◆ EXERCISE DESCRIPTION: Set down all of the entries exactly, leaving nothing out.

◆ EXTRACTED RECORDS:
[Start of Attachment]

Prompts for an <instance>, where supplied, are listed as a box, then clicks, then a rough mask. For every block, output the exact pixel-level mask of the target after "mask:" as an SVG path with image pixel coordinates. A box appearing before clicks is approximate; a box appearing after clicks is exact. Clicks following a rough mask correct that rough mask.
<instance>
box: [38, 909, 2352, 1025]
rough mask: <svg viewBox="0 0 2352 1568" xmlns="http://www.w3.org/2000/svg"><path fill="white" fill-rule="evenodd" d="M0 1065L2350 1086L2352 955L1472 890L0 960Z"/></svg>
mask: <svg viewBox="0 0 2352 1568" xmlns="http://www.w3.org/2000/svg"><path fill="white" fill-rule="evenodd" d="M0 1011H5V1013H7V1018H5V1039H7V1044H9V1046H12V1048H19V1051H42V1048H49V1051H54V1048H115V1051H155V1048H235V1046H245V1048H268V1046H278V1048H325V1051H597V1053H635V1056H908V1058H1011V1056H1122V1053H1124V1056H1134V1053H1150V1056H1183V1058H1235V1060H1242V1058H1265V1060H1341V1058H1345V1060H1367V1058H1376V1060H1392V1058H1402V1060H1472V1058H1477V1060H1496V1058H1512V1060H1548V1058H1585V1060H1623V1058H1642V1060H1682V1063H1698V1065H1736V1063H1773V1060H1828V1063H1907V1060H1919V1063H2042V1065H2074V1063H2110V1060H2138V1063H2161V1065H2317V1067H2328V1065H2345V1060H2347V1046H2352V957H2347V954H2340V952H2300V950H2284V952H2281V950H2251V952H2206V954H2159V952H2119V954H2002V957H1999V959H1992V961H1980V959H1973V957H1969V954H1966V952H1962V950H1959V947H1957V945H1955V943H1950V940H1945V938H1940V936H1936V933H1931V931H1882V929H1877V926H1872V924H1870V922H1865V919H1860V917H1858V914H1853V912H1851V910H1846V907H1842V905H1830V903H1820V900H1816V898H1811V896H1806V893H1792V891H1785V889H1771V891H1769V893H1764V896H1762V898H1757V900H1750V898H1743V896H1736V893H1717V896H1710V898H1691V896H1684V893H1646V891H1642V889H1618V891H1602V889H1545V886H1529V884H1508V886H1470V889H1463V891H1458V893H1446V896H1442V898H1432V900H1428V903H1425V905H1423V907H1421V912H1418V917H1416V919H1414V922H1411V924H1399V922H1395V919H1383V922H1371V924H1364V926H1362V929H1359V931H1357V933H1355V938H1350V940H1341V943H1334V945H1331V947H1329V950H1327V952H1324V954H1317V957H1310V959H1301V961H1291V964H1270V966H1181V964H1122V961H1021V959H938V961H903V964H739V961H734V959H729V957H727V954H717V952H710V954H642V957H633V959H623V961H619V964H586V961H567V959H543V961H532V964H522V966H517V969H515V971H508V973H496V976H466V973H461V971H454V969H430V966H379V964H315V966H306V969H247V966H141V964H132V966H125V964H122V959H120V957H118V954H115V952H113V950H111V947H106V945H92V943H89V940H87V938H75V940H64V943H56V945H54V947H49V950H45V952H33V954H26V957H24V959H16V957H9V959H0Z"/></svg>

[End of Attachment]

◆ THE ANSWER:
Prompts for an <instance>, where supplied, are listed as a box, then clicks, then a rough mask. For every block, output the exact pixel-level mask of the target after "mask:" as an SVG path with image pixel coordinates. A box appearing before clicks is approximate; a box appearing after clicks is exact. Clicks following a rough mask correct that rough mask.
<instance>
box: [38, 909, 2352, 1025]
rough mask: <svg viewBox="0 0 2352 1568" xmlns="http://www.w3.org/2000/svg"><path fill="white" fill-rule="evenodd" d="M0 1065L2350 1086L2352 955L1472 890L0 960Z"/></svg>
mask: <svg viewBox="0 0 2352 1568" xmlns="http://www.w3.org/2000/svg"><path fill="white" fill-rule="evenodd" d="M0 1011H5V1013H7V1018H5V1039H7V1044H9V1046H12V1048H19V1051H42V1048H49V1051H54V1048H115V1051H155V1048H235V1046H245V1048H268V1046H278V1048H325V1051H597V1053H635V1056H908V1058H1011V1056H1122V1053H1124V1056H1134V1053H1150V1056H1183V1058H1235V1060H1242V1058H1265V1060H1341V1058H1345V1060H1367V1058H1376V1060H1392V1058H1402V1060H1472V1058H1477V1060H1496V1058H1512V1060H1548V1058H1585V1060H1623V1058H1642V1060H1682V1063H1698V1065H1736V1063H1773V1060H1828V1063H1907V1060H1919V1063H2042V1065H2074V1063H2110V1060H2138V1063H2161V1065H2317V1067H2328V1065H2345V1060H2347V1046H2352V957H2347V954H2340V952H2300V950H2284V952H2281V950H2251V952H2206V954H2159V952H2119V954H2002V957H1999V959H1992V961H1980V959H1973V957H1969V954H1966V952H1962V950H1959V947H1957V945H1955V943H1950V940H1945V938H1940V936H1936V933H1931V931H1882V929H1877V926H1872V924H1870V922H1865V919H1860V917H1858V914H1853V912H1851V910H1846V907H1842V905H1830V903H1820V900H1816V898H1811V896H1806V893H1792V891H1785V889H1771V891H1769V893H1764V896H1762V898H1757V900H1750V898H1743V896H1736V893H1717V896H1710V898H1691V896H1684V893H1646V891H1642V889H1618V891H1602V889H1545V886H1529V884H1508V886H1470V889H1463V891H1458V893H1446V896H1442V898H1432V900H1428V903H1425V905H1423V907H1421V912H1418V917H1416V919H1414V922H1411V924H1399V922H1395V919H1383V922H1371V924H1364V926H1362V929H1359V931H1357V933H1355V938H1350V940H1341V943H1334V945H1331V947H1329V950H1327V952H1324V954H1317V957H1310V959H1301V961H1291V964H1270V966H1181V964H1122V961H1021V959H938V961H903V964H739V961H734V959H729V957H727V954H717V952H710V954H642V957H633V959H623V961H619V964H586V961H567V959H543V961H532V964H522V966H517V969H515V971H508V973H496V976H466V973H461V971H454V969H430V966H379V964H315V966H306V969H247V966H141V964H132V966H125V964H122V959H120V957H118V954H115V952H113V950H111V947H106V945H92V943H89V940H87V938H75V940H64V943H56V945H54V947H49V950H45V952H33V954H26V957H24V959H16V957H9V959H0Z"/></svg>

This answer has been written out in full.